### Your task
Convert every line in the records below into a JSON list of strings, one string per line, leaving out any blank lines.

═══

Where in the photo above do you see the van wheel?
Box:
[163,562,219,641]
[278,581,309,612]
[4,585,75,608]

═══

### The answer
[
  "Where in the photo above do you see the van wheel?",
  "Box:",
  "[163,562,219,641]",
  "[278,581,309,612]",
  "[4,585,75,608]"
]